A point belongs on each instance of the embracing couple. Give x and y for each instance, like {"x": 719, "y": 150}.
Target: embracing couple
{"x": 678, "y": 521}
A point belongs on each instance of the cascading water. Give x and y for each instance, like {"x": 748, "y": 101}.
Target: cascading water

_ _ _ _ _

### Do this
Rewrite the listing, replacing every "instance" with "occurrence" and leaving all other text unchanged.

### Answer to the task
A point belongs on each occurrence of the embracing couple. Give x and y for each occurrence, like {"x": 719, "y": 150}.
Target: embracing couple
{"x": 678, "y": 521}
A point belongs on each occurrence of the cascading water. Give x and y for each occurrence, like {"x": 748, "y": 101}.
Target: cascading water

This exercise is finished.